TAREFAS
1/ Reescreva o trecho do texto sobre o guebuzismo que começa nas palavras que contêm "O guebuzismo fez" e termina em "e os párias.", trocando "discriminação racial" por "segregação racial".
2/ Escreva o que vem a seguir no texto sobre o guebuzismo, a partir do ponto em que ele termina.

EXCERTO DA PÁGINA
_ _ _

Thursday 23 January 2014

.Guebuzismo: desde o “apartheid”até ao colonialismo

O guebuzismo fez ressurgir, a discriminação racial, um tipo de “apartheid”, fundado num sistema de castas raciais, mais pelo determinismo social e político, como acontece na Coreia do Norte. Tal é manifestado nas seguintes categorias raciais: os moçambicanos de gema, os goeses, os expatriados, os tribalistas e os párias.
Os moçambicanos de gema, por contraposição aos goeses, são os negros. Estes constituem a classe dominante.
Na procura do lançamento de um nacionalismo negro, o guebuzismo cunhou de goeses a uma determinada elite que na primeira república era mais chegada ao presidente Samora Machel e hoje é crítica aos métodos de governação de Armando Guebuza. São indivíduos de primeira linha da Frente de Libertação de Moçambique, comprometidos com o ser africano e a Negritude. Estes indivíduos, agora expurgados, têm reminiscências raciais africanas, asiáticas e europeias.

_ _ _

DADOS FORNECIDOS
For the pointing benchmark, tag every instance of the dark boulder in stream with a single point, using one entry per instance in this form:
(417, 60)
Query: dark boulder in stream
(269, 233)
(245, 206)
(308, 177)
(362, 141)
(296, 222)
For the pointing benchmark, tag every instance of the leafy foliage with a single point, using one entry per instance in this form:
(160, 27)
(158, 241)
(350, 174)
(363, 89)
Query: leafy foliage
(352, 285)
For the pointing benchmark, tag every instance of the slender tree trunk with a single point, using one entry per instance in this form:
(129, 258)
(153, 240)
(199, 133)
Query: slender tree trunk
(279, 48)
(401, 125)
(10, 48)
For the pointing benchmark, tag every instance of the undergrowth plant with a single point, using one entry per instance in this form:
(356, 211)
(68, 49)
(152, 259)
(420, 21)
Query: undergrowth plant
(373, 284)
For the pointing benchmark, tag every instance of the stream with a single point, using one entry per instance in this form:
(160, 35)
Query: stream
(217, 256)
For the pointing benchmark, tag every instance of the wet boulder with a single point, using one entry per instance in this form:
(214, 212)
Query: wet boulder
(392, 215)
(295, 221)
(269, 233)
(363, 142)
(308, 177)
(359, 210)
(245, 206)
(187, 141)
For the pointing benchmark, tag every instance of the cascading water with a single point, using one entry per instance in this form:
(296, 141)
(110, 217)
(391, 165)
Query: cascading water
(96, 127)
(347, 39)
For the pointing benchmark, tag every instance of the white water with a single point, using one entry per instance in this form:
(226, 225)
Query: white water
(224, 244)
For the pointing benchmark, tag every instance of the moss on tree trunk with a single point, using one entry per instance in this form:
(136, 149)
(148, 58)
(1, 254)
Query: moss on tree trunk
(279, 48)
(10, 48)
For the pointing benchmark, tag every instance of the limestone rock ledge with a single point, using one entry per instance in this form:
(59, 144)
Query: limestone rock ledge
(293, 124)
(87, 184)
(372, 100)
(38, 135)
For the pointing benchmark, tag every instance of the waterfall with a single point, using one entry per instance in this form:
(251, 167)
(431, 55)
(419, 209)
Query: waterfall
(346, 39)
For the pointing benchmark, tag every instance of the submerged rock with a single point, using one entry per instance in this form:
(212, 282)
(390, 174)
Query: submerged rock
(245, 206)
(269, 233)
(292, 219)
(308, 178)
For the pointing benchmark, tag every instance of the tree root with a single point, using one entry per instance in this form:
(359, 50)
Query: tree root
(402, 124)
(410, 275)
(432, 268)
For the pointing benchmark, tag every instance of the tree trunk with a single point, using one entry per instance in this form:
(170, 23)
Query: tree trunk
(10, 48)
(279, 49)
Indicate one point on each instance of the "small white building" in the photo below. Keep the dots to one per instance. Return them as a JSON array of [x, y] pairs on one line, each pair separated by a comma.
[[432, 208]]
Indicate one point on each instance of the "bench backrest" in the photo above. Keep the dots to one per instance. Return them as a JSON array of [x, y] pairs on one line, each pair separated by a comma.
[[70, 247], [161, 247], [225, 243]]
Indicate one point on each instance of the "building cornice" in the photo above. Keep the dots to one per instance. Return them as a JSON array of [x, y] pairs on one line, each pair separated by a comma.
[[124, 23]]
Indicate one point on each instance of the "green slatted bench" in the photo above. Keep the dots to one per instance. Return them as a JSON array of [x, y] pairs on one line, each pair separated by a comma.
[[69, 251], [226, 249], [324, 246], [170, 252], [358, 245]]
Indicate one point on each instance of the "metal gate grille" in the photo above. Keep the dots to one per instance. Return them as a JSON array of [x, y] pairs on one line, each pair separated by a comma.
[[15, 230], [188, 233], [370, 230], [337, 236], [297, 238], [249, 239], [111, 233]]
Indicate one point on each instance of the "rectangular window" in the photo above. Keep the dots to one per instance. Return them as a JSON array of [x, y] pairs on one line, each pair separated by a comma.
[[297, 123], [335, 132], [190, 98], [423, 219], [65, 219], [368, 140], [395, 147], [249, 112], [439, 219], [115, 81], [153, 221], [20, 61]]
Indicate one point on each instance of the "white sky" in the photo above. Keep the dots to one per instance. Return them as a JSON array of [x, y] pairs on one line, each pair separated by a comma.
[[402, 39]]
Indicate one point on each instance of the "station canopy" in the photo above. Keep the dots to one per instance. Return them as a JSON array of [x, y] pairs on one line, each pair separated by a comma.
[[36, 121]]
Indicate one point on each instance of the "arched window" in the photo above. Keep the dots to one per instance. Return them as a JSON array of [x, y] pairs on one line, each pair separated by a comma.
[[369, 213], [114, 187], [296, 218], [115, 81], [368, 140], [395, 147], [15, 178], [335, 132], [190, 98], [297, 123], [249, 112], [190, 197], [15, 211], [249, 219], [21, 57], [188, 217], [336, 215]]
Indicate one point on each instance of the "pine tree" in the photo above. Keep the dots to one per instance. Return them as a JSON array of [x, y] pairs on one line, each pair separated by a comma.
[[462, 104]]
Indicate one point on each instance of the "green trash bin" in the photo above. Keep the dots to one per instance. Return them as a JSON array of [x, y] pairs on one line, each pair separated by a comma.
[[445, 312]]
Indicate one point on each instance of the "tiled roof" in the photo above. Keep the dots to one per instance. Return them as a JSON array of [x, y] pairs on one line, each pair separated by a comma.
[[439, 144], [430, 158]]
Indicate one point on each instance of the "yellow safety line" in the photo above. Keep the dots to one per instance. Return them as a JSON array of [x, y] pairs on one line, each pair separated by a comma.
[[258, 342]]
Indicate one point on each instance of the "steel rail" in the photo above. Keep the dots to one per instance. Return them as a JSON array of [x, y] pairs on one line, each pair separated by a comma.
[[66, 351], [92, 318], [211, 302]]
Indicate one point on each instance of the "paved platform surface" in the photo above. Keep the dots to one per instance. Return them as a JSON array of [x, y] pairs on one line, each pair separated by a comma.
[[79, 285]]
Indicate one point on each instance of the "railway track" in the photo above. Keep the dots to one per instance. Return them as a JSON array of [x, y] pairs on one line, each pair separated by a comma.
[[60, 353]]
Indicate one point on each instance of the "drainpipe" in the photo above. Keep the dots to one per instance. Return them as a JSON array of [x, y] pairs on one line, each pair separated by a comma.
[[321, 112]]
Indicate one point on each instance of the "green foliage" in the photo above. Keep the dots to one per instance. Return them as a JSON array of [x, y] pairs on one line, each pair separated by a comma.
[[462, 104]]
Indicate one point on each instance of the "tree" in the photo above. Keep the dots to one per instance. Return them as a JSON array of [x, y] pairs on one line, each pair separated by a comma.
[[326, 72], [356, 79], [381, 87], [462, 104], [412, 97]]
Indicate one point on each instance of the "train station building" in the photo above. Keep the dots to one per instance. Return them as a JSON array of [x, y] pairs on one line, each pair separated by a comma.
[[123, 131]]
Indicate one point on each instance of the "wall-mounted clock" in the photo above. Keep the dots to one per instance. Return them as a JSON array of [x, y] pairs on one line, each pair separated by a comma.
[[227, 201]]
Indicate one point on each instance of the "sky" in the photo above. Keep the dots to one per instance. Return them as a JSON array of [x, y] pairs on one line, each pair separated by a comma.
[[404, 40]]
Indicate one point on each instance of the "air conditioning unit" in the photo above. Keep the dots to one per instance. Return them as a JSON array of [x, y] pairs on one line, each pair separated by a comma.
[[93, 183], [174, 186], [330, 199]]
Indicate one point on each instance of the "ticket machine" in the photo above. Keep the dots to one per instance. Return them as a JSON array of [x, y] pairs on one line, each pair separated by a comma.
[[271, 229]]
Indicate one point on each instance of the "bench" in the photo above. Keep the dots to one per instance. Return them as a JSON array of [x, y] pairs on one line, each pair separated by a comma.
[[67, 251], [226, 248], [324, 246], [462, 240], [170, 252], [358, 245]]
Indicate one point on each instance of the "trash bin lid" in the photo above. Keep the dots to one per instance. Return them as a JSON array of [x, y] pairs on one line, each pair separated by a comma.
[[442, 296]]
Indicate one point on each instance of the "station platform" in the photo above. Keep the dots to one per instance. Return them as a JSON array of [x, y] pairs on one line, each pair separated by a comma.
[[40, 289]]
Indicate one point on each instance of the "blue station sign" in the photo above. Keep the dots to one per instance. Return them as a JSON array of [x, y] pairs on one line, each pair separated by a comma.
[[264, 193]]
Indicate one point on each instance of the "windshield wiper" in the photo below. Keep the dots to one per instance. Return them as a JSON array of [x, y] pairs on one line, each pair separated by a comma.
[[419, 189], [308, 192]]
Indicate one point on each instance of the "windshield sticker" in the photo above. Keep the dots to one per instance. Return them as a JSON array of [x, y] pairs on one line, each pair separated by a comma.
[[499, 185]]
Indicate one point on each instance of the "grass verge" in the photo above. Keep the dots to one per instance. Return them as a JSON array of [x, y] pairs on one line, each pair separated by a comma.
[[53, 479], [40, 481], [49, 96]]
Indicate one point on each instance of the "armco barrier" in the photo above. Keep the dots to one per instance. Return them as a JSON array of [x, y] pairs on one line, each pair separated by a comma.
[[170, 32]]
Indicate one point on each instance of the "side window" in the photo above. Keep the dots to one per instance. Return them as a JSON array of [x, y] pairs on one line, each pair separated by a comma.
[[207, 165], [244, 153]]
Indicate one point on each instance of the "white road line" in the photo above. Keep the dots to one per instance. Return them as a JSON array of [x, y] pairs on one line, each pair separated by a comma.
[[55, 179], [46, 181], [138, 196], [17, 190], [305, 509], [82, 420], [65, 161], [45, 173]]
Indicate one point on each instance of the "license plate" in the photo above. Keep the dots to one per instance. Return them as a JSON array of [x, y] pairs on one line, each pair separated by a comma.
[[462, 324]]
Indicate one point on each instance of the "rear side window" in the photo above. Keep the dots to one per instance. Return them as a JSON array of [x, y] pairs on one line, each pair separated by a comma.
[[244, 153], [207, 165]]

_ _ _

RESPOSTAS ÀS TAREFAS
1/
O guebuzismo fez ressurgir, a segregação racial, um tipo de “apartheid”, fundado num sistema de castas raciais, mais pelo determinismo social e político, como acontece na Coreia do Norte. Tal é manifestado nas seguintes categorias raciais: os moçambicanos de gema, os goeses, os expatriados, os tribalistas e os párias.

2/
Na lógica dos porta-vozes do regime, os expatriados são jornalistas independentes tidos como portadores de uma segunda pátria ou que não se deixam arregimentar. São implicitamente os moçambicanos de origem europeia e africanos com uma atitude de cidadania marcadamente universais e que se notabilizam por uma atitude crítica e distanciada da governação de Guebuza. No advento da independência assumiram a cidadania moçambicana e engajaram-se em todos os processos/frentes da revolução.
Com a emergência do liberalismo económico e da corrupção adoptaram uma atitude social em função da realidade. São os considerados detractores e hostis ao regime do dia, pois mantém a luz do dia, aquilo que foi o conto de fadas da Frelimo: libertar a terra da opressão e do colonialismo, criação de uma sociedade de bem-estar comum, um Estado social a exemplo da União Soviética.
Alguns hoje tidos como expatriados eram também intelectuais da primeira linha de Samora Machel, a quem os novos ideólogos da Frelimo imputam as falhas e descalabros cometidos pelo dirigente da primeira república.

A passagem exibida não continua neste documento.